> **TRY IT**: Write out every record exactly as it appears. Skip the pictures.

──────── MATERIAL PROVIDED ────────

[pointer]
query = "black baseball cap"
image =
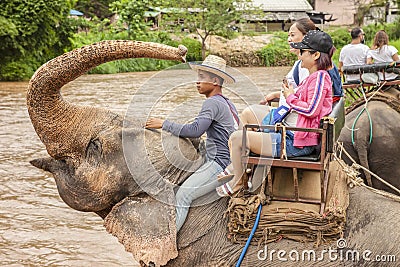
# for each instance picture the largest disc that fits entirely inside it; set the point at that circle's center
(315, 40)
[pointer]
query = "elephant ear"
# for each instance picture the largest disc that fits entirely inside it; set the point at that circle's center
(146, 227)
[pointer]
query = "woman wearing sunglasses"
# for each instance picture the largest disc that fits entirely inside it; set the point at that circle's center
(311, 101)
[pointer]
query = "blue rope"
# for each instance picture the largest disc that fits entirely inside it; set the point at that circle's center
(250, 237)
(355, 121)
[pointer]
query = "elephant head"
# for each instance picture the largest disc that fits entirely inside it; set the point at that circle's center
(84, 142)
(101, 163)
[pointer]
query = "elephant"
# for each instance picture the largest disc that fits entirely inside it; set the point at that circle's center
(371, 138)
(126, 174)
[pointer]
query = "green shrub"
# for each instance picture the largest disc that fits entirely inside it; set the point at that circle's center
(16, 71)
(194, 49)
(277, 52)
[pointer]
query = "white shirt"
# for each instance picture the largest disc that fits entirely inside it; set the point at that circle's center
(291, 119)
(351, 55)
(382, 55)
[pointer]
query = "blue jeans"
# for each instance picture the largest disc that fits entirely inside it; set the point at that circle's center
(200, 183)
(291, 150)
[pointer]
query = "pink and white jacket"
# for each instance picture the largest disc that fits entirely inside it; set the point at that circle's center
(312, 101)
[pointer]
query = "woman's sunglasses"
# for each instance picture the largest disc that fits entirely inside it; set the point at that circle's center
(309, 50)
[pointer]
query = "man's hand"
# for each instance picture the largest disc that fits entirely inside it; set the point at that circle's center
(154, 123)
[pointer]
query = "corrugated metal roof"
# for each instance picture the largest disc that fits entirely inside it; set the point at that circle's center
(283, 5)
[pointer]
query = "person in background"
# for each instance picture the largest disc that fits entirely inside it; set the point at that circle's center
(382, 52)
(217, 118)
(311, 101)
(354, 53)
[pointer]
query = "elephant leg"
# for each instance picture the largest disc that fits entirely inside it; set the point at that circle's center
(362, 151)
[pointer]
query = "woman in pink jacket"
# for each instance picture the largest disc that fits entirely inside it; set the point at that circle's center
(311, 101)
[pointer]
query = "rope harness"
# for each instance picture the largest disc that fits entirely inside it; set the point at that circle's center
(297, 224)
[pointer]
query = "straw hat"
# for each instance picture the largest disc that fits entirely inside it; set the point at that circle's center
(216, 65)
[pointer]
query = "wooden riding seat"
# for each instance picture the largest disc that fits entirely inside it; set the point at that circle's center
(318, 161)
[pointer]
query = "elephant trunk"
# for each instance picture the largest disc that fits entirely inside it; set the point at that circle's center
(63, 127)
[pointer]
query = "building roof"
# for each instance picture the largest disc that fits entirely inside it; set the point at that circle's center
(283, 5)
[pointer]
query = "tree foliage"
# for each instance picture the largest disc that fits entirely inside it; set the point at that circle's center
(207, 17)
(31, 30)
(94, 8)
(132, 13)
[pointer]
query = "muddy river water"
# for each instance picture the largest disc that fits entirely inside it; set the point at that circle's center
(36, 227)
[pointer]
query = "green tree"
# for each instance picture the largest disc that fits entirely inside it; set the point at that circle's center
(208, 17)
(133, 14)
(31, 30)
(91, 8)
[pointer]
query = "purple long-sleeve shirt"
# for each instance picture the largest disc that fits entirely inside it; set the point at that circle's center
(217, 118)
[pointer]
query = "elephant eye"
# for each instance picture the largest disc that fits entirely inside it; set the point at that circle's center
(94, 151)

────────

> **OUTPUT FOR THIS EXERCISE**:
[pointer]
query = "black baseball cap"
image =
# for each instance picture the largest disc that fits entirely inside it; set the point at that circle's center
(315, 40)
[pointer]
query = "elephant ear"
# for each instance picture the largest disc that fits entirely inside it; set the point at that circle's center
(146, 227)
[pointer]
query = "woman wearing sunglasses"
# for each instance picture the largest disc that fits entirely inside it; set the point at that circle's center
(311, 101)
[pointer]
query = "blue rope"
# for each instance picture the largest disc that fits entirely inside it; set the point at that circle's center
(250, 237)
(355, 121)
[pointer]
query = "elephant head"
# for each instance picture the largest disc that fits entirely inside it; set the point at that circle's center
(84, 142)
(101, 163)
[pointer]
query = "elephant"
# for each instance picture the largest disc that fits entirely inside it; set the point at that circle's center
(371, 138)
(126, 174)
[pointer]
query = "green shrub"
# for each instance picture the largest disc that fits entirely inside it; set the point at that circle's center
(16, 71)
(194, 49)
(277, 52)
[pointer]
query = "white shirt"
# for each instance picture the largest disc that fits entirely inside it; set the point at that circle's center
(291, 119)
(351, 55)
(382, 55)
[pointer]
query = "blue jeans"
# for each instance picture the largest disc that fits entirely inside it; set the point at that circle's center
(200, 183)
(291, 150)
[pointer]
query = "pink and white jacket"
# for each instance picture the largest disc that fits entirely inside it; set the point at that circle's center
(312, 101)
[pointer]
query = "woman's sunglasses"
# for each instance picture the largest disc that fits entirely inside it; set the point at that circle's center
(309, 50)
[pointer]
query = "man's hand"
# for each instance picture the largest disc that fits entirely inside it; set the point at that circle's center
(154, 123)
[pointer]
query = "corrugated metal roof"
# for each instance picture the largest disc that fits entirely inside it; set the point at that circle's center
(283, 5)
[pointer]
query = "person in background"
# for each instance picture the largest disc that fits entirely inside it; set the point at that circle's center
(382, 52)
(217, 118)
(311, 101)
(354, 53)
[pointer]
query = "elephant leg"
# for each instance picture the largest disc that fits entirely inside it; set the point at that circle's center
(362, 151)
[pointer]
query = "woman in pink jacket"
# for each instance picture the largest disc that fits entirely inside it; set the point at that circle's center
(311, 101)
[pointer]
query = "rope harness"
# for each instance picture the largest disc that fits entirely inside it; set the point at that circle's center
(297, 224)
[pointer]
query = "straw hat"
# for each instance picture the largest disc that fits entirely inside it; set the point at that circle's center
(216, 65)
[pointer]
query = "wooden riding seat"
# for each instance picture the largest disc that fits entirely inside it; set the point at that circle's center
(318, 161)
[pointer]
query = "elephant trunk"
# for each instance picture the largest disc that fits entirely inside it; set the point at that circle's center
(63, 127)
[pointer]
query = "building roof"
# for each instance picture the largest disc that fits entirely inside it; set the point at that circle's center
(283, 5)
[pointer]
query = "tree foliage"
# for each instance picture the largest disc that fits entirely inside it; set the point at that circle's center
(207, 17)
(31, 30)
(94, 8)
(132, 13)
[pointer]
query = "muddy river water"
# for each instance picture the largest disc that fits entirely inside it; set the point at that circle's center
(36, 227)
[pointer]
query = "green tree"
# for each instance picture the largest disc that fits entirely inside it; set the point at that circle's center
(208, 17)
(133, 14)
(31, 30)
(91, 8)
[pointer]
query = "purple long-sleeve shirt"
# for each instance picture the largest disc that fits entirely inside it; set the point at that circle's center
(217, 118)
[pointer]
query = "elephant eye"
# for each instance picture the largest disc that fits entirely inside it; set the point at that circle's center
(94, 151)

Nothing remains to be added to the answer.